- Task description -
Every entry that follows is to be duplicated exactly.

========

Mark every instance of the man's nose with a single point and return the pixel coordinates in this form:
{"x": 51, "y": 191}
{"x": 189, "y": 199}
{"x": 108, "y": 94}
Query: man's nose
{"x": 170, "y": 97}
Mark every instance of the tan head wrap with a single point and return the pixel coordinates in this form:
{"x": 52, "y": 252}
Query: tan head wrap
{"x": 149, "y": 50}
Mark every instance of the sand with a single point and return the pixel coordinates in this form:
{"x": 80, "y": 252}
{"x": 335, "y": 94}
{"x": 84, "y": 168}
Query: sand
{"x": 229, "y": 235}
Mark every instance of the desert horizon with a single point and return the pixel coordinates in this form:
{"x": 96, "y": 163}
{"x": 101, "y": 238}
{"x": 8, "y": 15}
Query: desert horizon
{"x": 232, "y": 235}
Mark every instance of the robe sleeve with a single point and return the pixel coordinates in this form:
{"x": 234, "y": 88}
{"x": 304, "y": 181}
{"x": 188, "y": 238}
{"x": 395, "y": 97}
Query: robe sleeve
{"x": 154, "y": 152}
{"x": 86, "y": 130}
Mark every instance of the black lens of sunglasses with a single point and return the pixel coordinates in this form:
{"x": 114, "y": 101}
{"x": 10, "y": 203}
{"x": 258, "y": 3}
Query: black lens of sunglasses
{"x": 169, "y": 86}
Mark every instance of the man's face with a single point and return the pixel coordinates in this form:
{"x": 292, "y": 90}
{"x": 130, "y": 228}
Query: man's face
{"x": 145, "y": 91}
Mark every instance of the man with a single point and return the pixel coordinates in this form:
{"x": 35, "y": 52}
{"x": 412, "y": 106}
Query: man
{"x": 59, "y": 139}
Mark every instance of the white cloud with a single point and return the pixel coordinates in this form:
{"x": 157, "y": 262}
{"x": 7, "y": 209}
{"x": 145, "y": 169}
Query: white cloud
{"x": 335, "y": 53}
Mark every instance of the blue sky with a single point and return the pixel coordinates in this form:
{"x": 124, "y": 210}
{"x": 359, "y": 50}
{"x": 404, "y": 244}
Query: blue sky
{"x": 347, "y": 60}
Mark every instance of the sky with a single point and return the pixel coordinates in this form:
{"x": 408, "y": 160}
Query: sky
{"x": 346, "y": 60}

========

- Task result -
Mark every instance of the man's nose with a single point and return the pixel coordinates in this form:
{"x": 51, "y": 191}
{"x": 189, "y": 199}
{"x": 108, "y": 94}
Query: man's nose
{"x": 170, "y": 97}
Mark every instance of the tan head wrap with a single point and return the pixel coordinates in this form:
{"x": 52, "y": 252}
Query: tan head wrap
{"x": 149, "y": 50}
Mark every instance of the sand with a single point and return the pixel coordinates in this form:
{"x": 80, "y": 252}
{"x": 335, "y": 94}
{"x": 84, "y": 168}
Query: sand
{"x": 229, "y": 235}
Mark every instance of the desert horizon with a single point and return the pixel coordinates in this form:
{"x": 96, "y": 163}
{"x": 101, "y": 238}
{"x": 8, "y": 15}
Query: desert horizon
{"x": 232, "y": 235}
Mark every instance of the robe sleeve with a single point and return the pixel coordinates in this form:
{"x": 234, "y": 88}
{"x": 304, "y": 181}
{"x": 188, "y": 238}
{"x": 395, "y": 97}
Query: robe sleeve
{"x": 154, "y": 152}
{"x": 86, "y": 130}
Mark every instance of the black lens of sunglasses with a single point and return the pixel coordinates in this form:
{"x": 114, "y": 101}
{"x": 10, "y": 203}
{"x": 258, "y": 3}
Query: black lens of sunglasses
{"x": 169, "y": 86}
Mark every instance of the man's face with a single point and return the pixel coordinates in this form:
{"x": 292, "y": 90}
{"x": 130, "y": 228}
Query: man's face
{"x": 145, "y": 91}
Mark every instance of the man with a single point and return the pixel coordinates in this form:
{"x": 35, "y": 52}
{"x": 412, "y": 106}
Query: man
{"x": 59, "y": 139}
Mark every instance of the white cloud with a single point and return the pixel coordinates in this form:
{"x": 157, "y": 262}
{"x": 7, "y": 209}
{"x": 145, "y": 169}
Query: white cloud
{"x": 335, "y": 53}
Mark every instance of the blue sky with a single point and return the pixel coordinates in this form:
{"x": 124, "y": 210}
{"x": 359, "y": 50}
{"x": 404, "y": 244}
Query: blue sky
{"x": 347, "y": 60}
Mark every instance of the sky with a single point and return the pixel coordinates in this form:
{"x": 408, "y": 160}
Query: sky
{"x": 346, "y": 60}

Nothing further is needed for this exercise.